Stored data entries
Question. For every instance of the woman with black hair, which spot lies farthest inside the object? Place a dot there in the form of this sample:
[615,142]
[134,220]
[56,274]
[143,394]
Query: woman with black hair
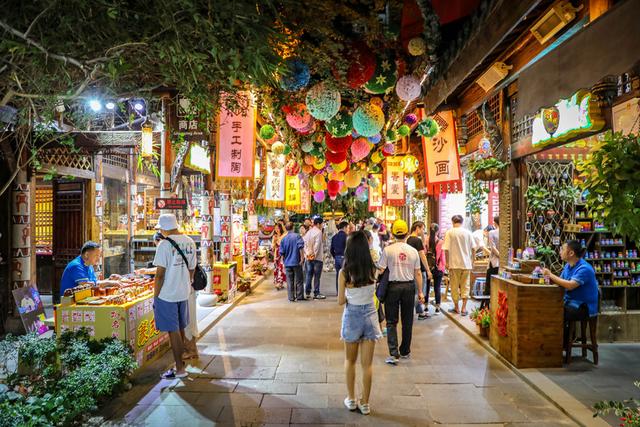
[360,328]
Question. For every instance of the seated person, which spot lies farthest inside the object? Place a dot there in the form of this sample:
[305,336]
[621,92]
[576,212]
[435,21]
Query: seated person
[579,280]
[80,269]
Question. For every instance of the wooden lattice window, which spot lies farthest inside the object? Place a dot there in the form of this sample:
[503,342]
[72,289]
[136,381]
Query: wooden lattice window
[44,220]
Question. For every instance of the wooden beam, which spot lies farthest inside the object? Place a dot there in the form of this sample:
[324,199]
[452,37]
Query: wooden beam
[499,24]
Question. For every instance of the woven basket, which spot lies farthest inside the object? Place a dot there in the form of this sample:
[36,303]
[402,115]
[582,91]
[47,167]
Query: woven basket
[488,174]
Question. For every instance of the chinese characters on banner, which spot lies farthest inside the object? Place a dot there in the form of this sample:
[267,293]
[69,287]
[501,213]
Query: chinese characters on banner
[375,194]
[394,181]
[236,141]
[292,192]
[441,157]
[275,182]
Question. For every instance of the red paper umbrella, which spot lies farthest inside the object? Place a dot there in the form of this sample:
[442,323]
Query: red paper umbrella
[335,158]
[338,145]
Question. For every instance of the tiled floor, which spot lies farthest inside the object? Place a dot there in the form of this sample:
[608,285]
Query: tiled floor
[272,362]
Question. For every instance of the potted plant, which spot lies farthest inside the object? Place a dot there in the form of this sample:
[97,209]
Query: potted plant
[488,169]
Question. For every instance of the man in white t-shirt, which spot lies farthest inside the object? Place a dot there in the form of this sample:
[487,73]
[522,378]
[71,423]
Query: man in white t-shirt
[172,287]
[403,262]
[459,249]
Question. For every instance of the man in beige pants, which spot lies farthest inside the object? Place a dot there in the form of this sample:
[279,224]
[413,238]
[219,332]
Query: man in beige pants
[459,249]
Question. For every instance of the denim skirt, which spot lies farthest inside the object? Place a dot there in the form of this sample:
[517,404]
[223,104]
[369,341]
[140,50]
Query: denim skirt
[360,322]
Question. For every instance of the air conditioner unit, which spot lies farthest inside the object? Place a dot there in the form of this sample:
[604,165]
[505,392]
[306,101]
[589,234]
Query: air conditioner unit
[494,75]
[554,20]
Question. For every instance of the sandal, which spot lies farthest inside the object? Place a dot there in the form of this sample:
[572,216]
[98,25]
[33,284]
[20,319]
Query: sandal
[171,374]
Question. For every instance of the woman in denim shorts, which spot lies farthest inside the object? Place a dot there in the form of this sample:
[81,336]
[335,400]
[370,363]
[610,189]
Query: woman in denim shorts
[360,327]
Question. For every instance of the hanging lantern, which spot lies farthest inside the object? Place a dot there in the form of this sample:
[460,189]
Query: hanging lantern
[322,101]
[146,148]
[368,120]
[410,164]
[408,88]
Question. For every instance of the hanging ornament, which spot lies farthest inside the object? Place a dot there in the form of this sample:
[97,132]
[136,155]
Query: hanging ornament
[339,125]
[411,119]
[417,46]
[267,132]
[368,120]
[277,147]
[404,130]
[360,149]
[323,102]
[428,128]
[296,75]
[298,117]
[338,144]
[408,88]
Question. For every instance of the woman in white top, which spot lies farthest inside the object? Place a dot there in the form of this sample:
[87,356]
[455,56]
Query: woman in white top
[360,327]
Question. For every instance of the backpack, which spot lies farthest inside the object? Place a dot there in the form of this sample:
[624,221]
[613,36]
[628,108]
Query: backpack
[199,276]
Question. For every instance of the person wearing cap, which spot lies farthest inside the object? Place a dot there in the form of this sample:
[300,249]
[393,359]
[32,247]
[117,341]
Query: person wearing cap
[172,291]
[80,270]
[314,253]
[403,262]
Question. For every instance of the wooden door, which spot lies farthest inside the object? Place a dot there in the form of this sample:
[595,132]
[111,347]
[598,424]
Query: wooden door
[68,226]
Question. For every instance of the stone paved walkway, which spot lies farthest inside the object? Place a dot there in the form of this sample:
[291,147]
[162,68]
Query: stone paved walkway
[271,362]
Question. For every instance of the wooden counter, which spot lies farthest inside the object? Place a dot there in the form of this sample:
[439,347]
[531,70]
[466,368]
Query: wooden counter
[533,323]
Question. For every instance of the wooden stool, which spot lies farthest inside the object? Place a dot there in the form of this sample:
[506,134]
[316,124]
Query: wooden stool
[592,322]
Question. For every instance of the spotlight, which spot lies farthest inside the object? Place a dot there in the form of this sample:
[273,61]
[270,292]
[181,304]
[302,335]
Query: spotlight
[95,105]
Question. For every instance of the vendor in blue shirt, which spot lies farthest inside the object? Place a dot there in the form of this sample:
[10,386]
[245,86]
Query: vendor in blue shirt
[579,280]
[80,269]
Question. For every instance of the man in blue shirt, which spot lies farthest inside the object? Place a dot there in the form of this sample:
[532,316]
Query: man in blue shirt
[338,244]
[579,280]
[292,251]
[80,269]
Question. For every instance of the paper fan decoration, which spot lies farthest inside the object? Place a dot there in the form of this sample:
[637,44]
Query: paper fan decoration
[384,78]
[323,102]
[408,88]
[368,120]
[296,75]
[339,125]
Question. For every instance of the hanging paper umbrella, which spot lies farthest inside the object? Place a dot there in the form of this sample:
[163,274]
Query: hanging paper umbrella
[408,88]
[267,132]
[338,144]
[360,149]
[323,102]
[296,75]
[339,125]
[428,128]
[368,120]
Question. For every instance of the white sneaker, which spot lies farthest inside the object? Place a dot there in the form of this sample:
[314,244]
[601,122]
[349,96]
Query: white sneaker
[351,405]
[364,408]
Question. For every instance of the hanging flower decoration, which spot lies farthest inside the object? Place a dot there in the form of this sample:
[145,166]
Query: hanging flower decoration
[428,128]
[267,132]
[339,125]
[368,120]
[323,102]
[408,88]
[296,76]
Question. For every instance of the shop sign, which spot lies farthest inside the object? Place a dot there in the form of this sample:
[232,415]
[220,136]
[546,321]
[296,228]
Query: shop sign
[236,147]
[566,120]
[292,192]
[171,203]
[394,181]
[199,159]
[375,193]
[275,181]
[441,157]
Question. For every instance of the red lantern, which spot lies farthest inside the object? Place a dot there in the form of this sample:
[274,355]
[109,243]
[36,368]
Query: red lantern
[338,145]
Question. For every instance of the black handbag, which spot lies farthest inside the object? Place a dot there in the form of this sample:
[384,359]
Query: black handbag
[199,276]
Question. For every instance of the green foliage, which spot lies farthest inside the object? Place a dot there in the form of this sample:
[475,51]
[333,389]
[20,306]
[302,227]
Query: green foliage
[628,410]
[610,177]
[64,379]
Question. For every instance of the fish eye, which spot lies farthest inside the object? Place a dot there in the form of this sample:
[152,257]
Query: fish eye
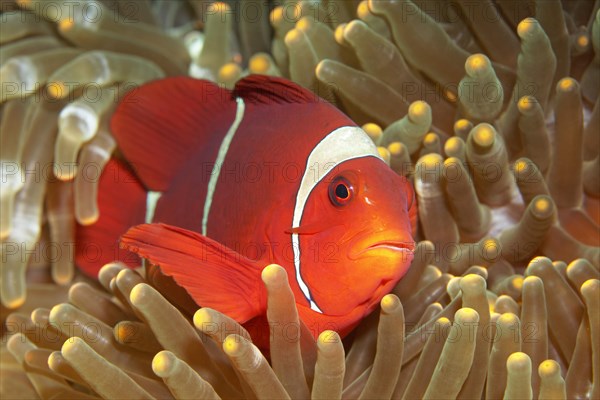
[340,191]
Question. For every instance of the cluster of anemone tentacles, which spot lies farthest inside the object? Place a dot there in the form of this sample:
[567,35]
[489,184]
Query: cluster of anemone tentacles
[490,108]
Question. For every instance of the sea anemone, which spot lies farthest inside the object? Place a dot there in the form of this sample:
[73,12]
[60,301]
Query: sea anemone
[491,108]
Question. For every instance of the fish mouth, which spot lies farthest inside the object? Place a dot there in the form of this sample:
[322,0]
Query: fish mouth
[384,242]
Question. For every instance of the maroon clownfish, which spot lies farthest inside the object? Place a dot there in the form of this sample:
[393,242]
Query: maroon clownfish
[232,181]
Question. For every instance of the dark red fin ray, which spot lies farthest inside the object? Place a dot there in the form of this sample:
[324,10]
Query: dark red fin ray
[122,204]
[159,125]
[262,89]
[214,275]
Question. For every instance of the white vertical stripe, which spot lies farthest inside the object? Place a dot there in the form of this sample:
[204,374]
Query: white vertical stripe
[214,176]
[341,145]
[151,200]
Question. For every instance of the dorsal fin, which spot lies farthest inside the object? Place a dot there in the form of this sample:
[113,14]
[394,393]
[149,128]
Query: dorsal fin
[264,89]
[160,124]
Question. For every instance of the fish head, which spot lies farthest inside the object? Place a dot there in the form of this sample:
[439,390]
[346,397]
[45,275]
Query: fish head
[355,236]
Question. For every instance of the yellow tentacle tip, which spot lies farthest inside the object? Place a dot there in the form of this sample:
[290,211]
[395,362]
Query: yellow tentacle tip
[162,363]
[476,64]
[518,361]
[293,37]
[466,315]
[138,293]
[484,135]
[384,153]
[566,85]
[548,368]
[389,303]
[56,90]
[362,10]
[472,282]
[273,274]
[71,346]
[396,148]
[373,130]
[526,104]
[527,27]
[589,287]
[232,345]
[259,63]
[419,111]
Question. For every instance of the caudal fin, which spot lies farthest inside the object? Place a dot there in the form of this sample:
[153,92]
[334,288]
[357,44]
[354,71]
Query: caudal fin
[122,204]
[212,274]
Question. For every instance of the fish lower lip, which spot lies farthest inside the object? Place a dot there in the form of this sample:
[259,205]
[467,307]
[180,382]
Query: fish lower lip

■ What is being asked
Only the lines from the one with "Question. For every instance of the dark" through the final line above should be repeated, each exactly as written.

■ Solution to the exercise
Question. For every instance of the dark red fin ray, which spot lies farthest inside the object? Place a dot there in the form of this sample:
[324,10]
Query: dark red fin ray
[122,204]
[159,125]
[262,89]
[214,275]
Question. For every instance of the white vertical stripe, which spot lies farthest inside the object? Place a dot there in the form of this sample:
[204,374]
Query: white vertical stripe
[214,176]
[341,145]
[151,200]
Question. For every instance of the dorsal fin, which spot lies farthest inside the object? Place a dot there in the form of this sample:
[113,14]
[394,393]
[149,128]
Query: dorsal fin
[264,89]
[160,124]
Question. For every instance of the fish head, which spot lies farthest inside the object? Place a dot there in the form of this sample:
[439,390]
[346,397]
[45,275]
Query: fish head
[355,236]
Question. For every instance of the yellow tentacle tip, which spot lies farthest inside the object? Place a dot there in the form of this sample:
[290,211]
[395,362]
Query: yellow tentacle tip
[162,363]
[476,64]
[518,361]
[293,37]
[466,315]
[138,293]
[484,135]
[384,153]
[566,85]
[548,368]
[389,303]
[56,90]
[362,10]
[472,282]
[273,274]
[71,346]
[396,148]
[373,130]
[526,104]
[527,27]
[589,287]
[232,345]
[259,63]
[419,111]
Question. For every instance of the caudal fin, which spot lies farthest inside the object? Place a dot there in the form of this sample:
[153,92]
[334,288]
[357,44]
[354,71]
Query: caudal fin
[122,204]
[212,274]
Question. For every instance of the fish lower lip, which spot lies farthest inside the object? Place a dot there in the form of this sample:
[259,205]
[467,307]
[180,382]
Query: fish lower lip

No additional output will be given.